# TASK:
Instruction for the entries that follow: retype exactly the lines from the line with "139L550 196L639 286L681" to the line with "positive clicks: (741, 325)", both included, and omit all others.

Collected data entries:
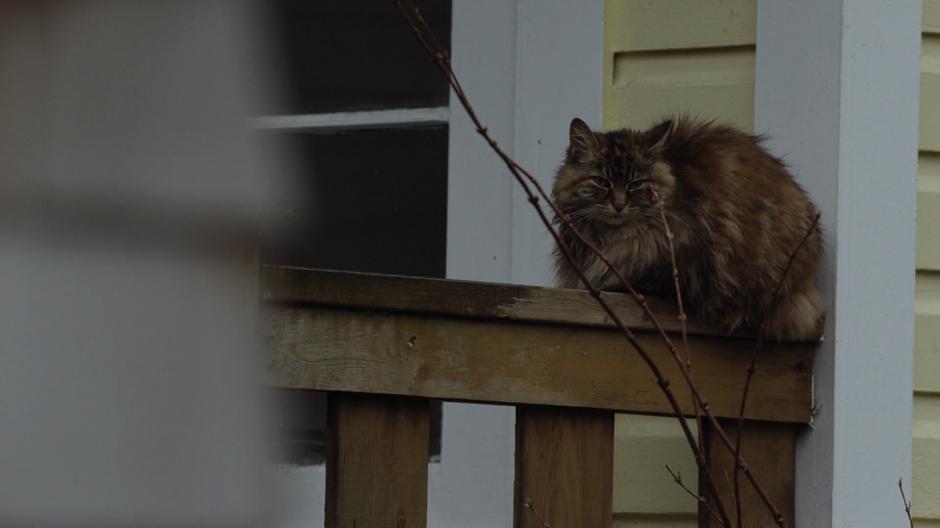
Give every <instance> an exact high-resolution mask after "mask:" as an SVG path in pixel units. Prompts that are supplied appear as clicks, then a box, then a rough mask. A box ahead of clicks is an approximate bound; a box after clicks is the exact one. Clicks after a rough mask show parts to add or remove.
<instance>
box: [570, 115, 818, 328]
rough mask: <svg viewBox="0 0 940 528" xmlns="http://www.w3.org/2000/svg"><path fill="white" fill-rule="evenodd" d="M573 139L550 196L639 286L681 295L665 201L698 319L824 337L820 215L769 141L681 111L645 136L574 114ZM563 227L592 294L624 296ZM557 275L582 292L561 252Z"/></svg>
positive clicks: (741, 325)
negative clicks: (665, 230) (817, 285)
mask: <svg viewBox="0 0 940 528" xmlns="http://www.w3.org/2000/svg"><path fill="white" fill-rule="evenodd" d="M569 139H570V144H569V146H568V148H567V150H566V152H565V159H564V163H563V164H562V165H561V167H560V168H559V169H558V172H557V174H556V176H555V182H554V187H553V189H552V199H553V200H554V202H555V204H556V205H557V206H558V208H559V209H560V210H561V211H562V212H563V213H564V214H565V215H566V216H567V217H568V218H569V219H570V220H571V222H572V223H573V224H574V225H575V227H576V228H577V229H578V230H579V231H580V232H581V233H582V234H583V235H584V236H585V237H586V238H587V239H588V240H590V241H591V242H593V243H594V244H595V245H596V246H597V247H598V248H599V249H600V250H601V251H602V252H603V253H604V254H605V255H606V257H607V258H608V259H609V260H610V261H611V262H612V263H613V264H614V266H616V267H617V269H618V270H619V271H620V272H622V273H623V275H624V276H625V277H626V279H627V280H628V281H630V282H631V284H632V285H633V286H634V288H636V289H637V290H638V291H640V292H641V293H647V294H651V295H658V296H663V297H669V296H672V297H673V298H674V296H675V289H674V285H673V277H672V264H671V260H670V255H669V249H668V244H667V239H666V234H665V230H664V226H663V222H662V217H661V216H660V209H659V207H658V205H657V202H656V200H657V199H658V198H661V199H662V203H663V206H664V210H665V213H666V216H667V219H668V221H669V226H670V229H671V231H672V232H673V234H674V239H673V243H674V247H675V257H676V265H677V267H678V270H679V283H680V286H681V288H680V289H681V291H682V297H683V303H684V304H685V305H686V309H687V311H689V313H690V315H695V316H696V317H698V318H699V319H700V320H702V321H704V322H705V323H707V324H710V325H712V326H716V327H718V328H720V329H723V330H724V331H727V332H729V333H730V332H733V331H735V330H737V329H739V328H749V329H751V330H752V331H757V330H760V331H761V332H762V334H763V335H764V336H765V337H767V338H770V339H776V340H809V339H813V338H818V337H819V336H820V334H821V332H822V324H823V319H824V308H823V302H822V298H821V296H820V294H819V291H818V290H817V288H816V286H815V279H816V275H817V273H818V272H819V269H820V263H821V260H822V255H823V245H822V231H821V229H820V228H819V226H818V223H814V222H815V219H816V217H817V214H818V212H817V209H816V207H815V205H813V203H812V202H811V201H810V199H809V197H808V196H807V193H806V191H805V190H804V189H803V188H802V187H800V185H799V184H797V183H796V181H795V180H794V179H793V176H792V175H791V174H790V172H789V171H788V170H787V168H786V166H785V165H784V164H783V162H781V160H779V159H777V158H775V157H774V156H772V155H771V154H769V153H768V152H767V151H766V150H765V149H764V148H763V147H762V146H761V138H760V137H755V136H751V135H749V134H745V133H743V132H740V131H738V130H736V129H734V128H733V127H730V126H724V125H720V124H716V123H715V122H712V121H701V120H696V119H692V118H689V117H687V116H680V117H676V118H671V119H666V120H663V121H662V122H660V123H659V124H657V125H655V126H653V127H652V128H650V129H648V130H645V131H638V130H631V129H621V130H613V131H609V132H593V131H592V130H591V129H590V128H589V127H588V126H587V125H586V124H585V123H584V121H582V120H580V119H577V118H575V119H574V120H572V121H571V126H570V130H569ZM554 222H555V224H556V226H557V227H558V230H559V232H560V235H561V244H564V245H565V247H567V248H568V249H569V250H570V252H571V254H572V255H573V256H574V259H575V261H576V262H577V263H578V264H579V266H580V267H581V268H582V269H583V270H584V271H585V272H586V274H587V277H588V279H589V280H590V281H591V283H592V285H593V286H594V287H596V288H598V289H601V290H611V289H614V290H616V289H619V290H622V289H623V286H622V284H621V283H620V281H619V280H618V279H617V278H616V276H614V275H613V274H611V273H610V271H609V270H608V269H607V267H606V266H605V265H604V264H603V263H602V262H601V261H600V259H599V258H598V257H597V256H596V255H595V254H593V253H592V252H591V251H590V250H589V249H587V248H586V247H585V246H584V244H582V243H581V242H580V241H578V240H577V239H576V238H575V235H574V234H573V232H572V229H571V228H570V227H568V226H566V225H565V224H564V223H563V222H561V220H560V218H558V215H557V214H556V215H555V219H554ZM811 226H812V228H811ZM807 233H808V235H807ZM804 237H807V238H806V241H805V242H804V243H803V246H802V247H800V249H799V251H798V252H796V253H795V255H794V251H796V249H797V247H798V246H799V244H800V242H801V241H802V240H803V239H804ZM791 255H794V257H793V262H792V264H791V266H790V269H789V271H787V272H786V275H785V276H784V277H783V279H782V282H781V276H782V275H784V273H783V271H784V269H785V268H786V266H787V262H788V261H789V260H790V257H791ZM555 269H556V285H557V286H558V287H562V288H580V287H583V285H582V284H580V281H579V278H578V276H577V274H576V273H575V271H574V269H573V268H572V267H571V266H570V265H569V263H568V262H567V261H566V260H565V259H564V256H563V255H562V252H561V250H560V249H559V248H557V247H556V248H555ZM778 283H779V288H780V289H779V295H778V296H777V297H776V299H775V298H774V291H775V289H776V288H777V286H778Z"/></svg>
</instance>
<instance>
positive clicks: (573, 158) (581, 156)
mask: <svg viewBox="0 0 940 528" xmlns="http://www.w3.org/2000/svg"><path fill="white" fill-rule="evenodd" d="M568 139H569V141H570V143H569V145H568V157H569V158H571V159H573V160H577V161H588V160H590V159H592V158H594V156H595V155H596V153H597V149H598V145H597V138H596V137H594V132H591V127H589V126H587V123H585V122H584V121H581V120H580V119H578V118H577V117H576V118H574V119H572V120H571V126H570V127H569V128H568Z"/></svg>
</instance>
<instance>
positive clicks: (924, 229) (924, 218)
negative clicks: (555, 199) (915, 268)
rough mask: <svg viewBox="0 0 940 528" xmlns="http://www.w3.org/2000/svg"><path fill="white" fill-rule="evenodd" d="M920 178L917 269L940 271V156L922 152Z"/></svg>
mask: <svg viewBox="0 0 940 528" xmlns="http://www.w3.org/2000/svg"><path fill="white" fill-rule="evenodd" d="M917 172H918V176H917V269H922V270H935V271H937V270H940V236H937V235H938V233H937V227H936V226H938V225H940V153H936V152H921V153H920V157H919V159H918V171H917Z"/></svg>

# OUTPUT BELOW:
rough mask: <svg viewBox="0 0 940 528" xmlns="http://www.w3.org/2000/svg"><path fill="white" fill-rule="evenodd" d="M573 139L550 196L639 286L681 295L665 201L698 319L824 337L820 215L769 141L681 111L645 136L574 114ZM563 227L592 294L624 296ZM557 275L582 292L561 252Z"/></svg>
positive clicks: (741, 325)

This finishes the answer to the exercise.